The grimey bug dude from A Scanner Darkly

Two months in. I’m lying in bed wrapped in two blankets and a duvet. I slide the balcony door open , kangaroo jump to the bathroom and dump the duvet and blankets on the dusty, tiled floor. Soap in hand, I flick on the shower. It’s freezing. It has been freezing for a week and will continue to be freezing for two weeks more. The gas is broken. Because I haven’t paid my bill. I don’t know how to do it. I can’t speak Chinese. I’ve been reduced to an infant, an orphan. I’m unable to understand the world around me but something other than language prevents me from asking for help. Pride? Ha.

I step into the freezing water for five seconds and step out again, soaping myself up like a madman. Rinse and repeat. My shower lasts all of fifty seconds. I dry off as fast as I can and re-wrap myself up in the slightly damp blankets and duvet which at least still has some of my body heat. I kangaroo hop back into bed for ten minutes to warm up. I’m shivering violently. It’s 7:00 am on Saturday morning. It’s nearly time for work.

For lunch it’s pork and rice, a welcome relief. The restaurants near to my house are all noodle restaurants. The only noodles I know how to order is Beef Noodles. Niu Rou Mian. I’ll go on to eat them nearly every day for 7 months. Sometimes twice a day. Red with chilli, thick chunks of tender fatty meat. There’s two places I go to. The first one is the best, really good. Haochi. The other I go to just to make sure the first one doesn’t think I eat beef noodles every day. The second place is friendlier, but I can’t understand them much. Eventually I learn the owner of the second one couldn’t join the army because of the DIY swastika tattoo on his forearm. I find a new place to go.

------------------------------------------------

Stated task 1 –
Answer these questions from the excerpt:
(a) For how long has the shower water been freezing at the time of the morning described?
(b) At what time, and on which day, does the narrator note that it is nearly time for work?
(c) What is the only noodle dish the narrator knows how to order?
The excerpt and the records that come after it are unrelated.

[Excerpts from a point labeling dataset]
------------------------------------------------

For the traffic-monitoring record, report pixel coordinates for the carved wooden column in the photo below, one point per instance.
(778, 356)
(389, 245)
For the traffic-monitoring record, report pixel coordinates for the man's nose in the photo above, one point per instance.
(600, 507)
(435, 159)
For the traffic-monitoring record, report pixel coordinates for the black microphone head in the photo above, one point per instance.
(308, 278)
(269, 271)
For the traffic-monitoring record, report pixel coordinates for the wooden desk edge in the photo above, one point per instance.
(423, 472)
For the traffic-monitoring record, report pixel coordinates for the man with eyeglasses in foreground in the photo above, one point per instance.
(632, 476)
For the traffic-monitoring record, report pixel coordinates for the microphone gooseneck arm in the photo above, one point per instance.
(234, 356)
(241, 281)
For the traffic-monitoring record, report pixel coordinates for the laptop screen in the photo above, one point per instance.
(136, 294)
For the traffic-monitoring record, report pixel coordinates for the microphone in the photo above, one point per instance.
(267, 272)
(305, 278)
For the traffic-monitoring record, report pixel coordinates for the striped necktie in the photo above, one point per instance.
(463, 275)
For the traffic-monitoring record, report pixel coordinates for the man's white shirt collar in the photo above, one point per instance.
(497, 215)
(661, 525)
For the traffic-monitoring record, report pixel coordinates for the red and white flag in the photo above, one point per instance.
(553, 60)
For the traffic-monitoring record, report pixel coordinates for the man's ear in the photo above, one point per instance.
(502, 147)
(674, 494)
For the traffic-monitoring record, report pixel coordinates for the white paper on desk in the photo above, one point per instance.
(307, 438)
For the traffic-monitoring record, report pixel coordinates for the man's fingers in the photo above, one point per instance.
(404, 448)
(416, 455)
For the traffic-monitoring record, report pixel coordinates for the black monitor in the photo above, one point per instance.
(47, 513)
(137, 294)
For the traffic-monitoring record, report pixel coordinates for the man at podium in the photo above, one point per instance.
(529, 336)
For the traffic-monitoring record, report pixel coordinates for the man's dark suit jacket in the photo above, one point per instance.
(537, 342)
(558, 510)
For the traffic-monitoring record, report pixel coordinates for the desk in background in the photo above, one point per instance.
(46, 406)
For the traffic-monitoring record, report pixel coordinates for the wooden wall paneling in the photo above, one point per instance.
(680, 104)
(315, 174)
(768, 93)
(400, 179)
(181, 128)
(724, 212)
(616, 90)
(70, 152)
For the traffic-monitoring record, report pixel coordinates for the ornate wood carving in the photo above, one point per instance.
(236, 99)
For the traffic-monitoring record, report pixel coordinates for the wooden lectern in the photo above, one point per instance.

------------------------------------------------

Stated task 2 –
Output the stretch of the records from the line containing "the man's dark" through the end of the records as a Markdown table with the columns Row and Line.

Written answer 1 –
(a) For a week.
(b) At 7:00 am on Saturday morning.
(c) Beef Noodles, Niu Rou Mian.

Written answer 2 –
| Row | Line |
|---|---|
| 1 | For the traffic-monitoring record, report pixel coordinates for the man's dark suit jacket in the photo above, one point per instance. |
| 2 | (537, 342) |
| 3 | (558, 510) |
| 4 | For the traffic-monitoring record, report pixel coordinates for the desk in background in the photo above, one point per instance. |
| 5 | (46, 406) |
| 6 | For the traffic-monitoring record, report pixel coordinates for the wooden wall paneling in the photo above, one point per instance. |
| 7 | (680, 104) |
| 8 | (315, 174) |
| 9 | (768, 93) |
| 10 | (400, 179) |
| 11 | (181, 128) |
| 12 | (724, 212) |
| 13 | (616, 90) |
| 14 | (70, 152) |
| 15 | For the traffic-monitoring record, report pixel coordinates for the ornate wood carving in the photo above, one point per instance. |
| 16 | (236, 99) |
| 17 | For the traffic-monitoring record, report pixel coordinates for the wooden lectern in the photo above, one point per instance. |